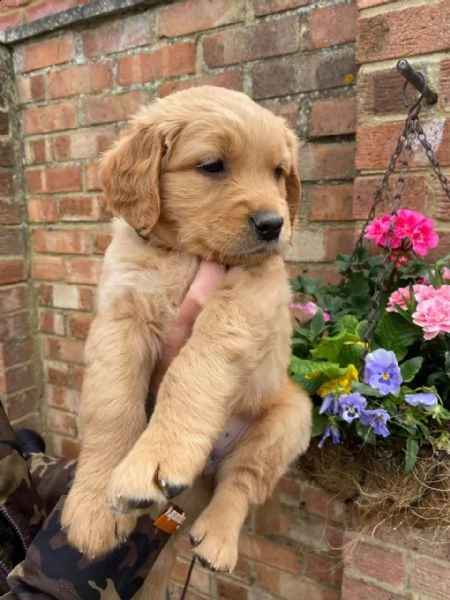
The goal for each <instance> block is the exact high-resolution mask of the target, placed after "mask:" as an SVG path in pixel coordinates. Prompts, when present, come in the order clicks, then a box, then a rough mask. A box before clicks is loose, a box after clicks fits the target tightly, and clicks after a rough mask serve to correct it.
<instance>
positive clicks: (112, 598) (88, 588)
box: [0, 440, 169, 600]
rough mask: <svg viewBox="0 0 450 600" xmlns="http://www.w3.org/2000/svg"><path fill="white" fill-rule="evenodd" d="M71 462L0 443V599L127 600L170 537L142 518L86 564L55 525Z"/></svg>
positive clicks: (70, 470) (56, 525) (57, 526)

-----

Aim of the task => For this task, copy every line of the material in which "rough" appears.

Solution for this exercise =>
The goal for each <instance> block is the exact high-resolution mask of the target, placed after "mask:" as an SVG path in pixel coordinates. Prompts, when present, come in the order clicks, then a box, then a rough mask. A box before clicks is loose, a box after clicks fits the target tightly, and clicks after a rough mask serve to correct it.
rough mask: <svg viewBox="0 0 450 600" xmlns="http://www.w3.org/2000/svg"><path fill="white" fill-rule="evenodd" d="M71 462L0 443V599L127 600L170 537L142 518L86 564L55 525Z"/></svg>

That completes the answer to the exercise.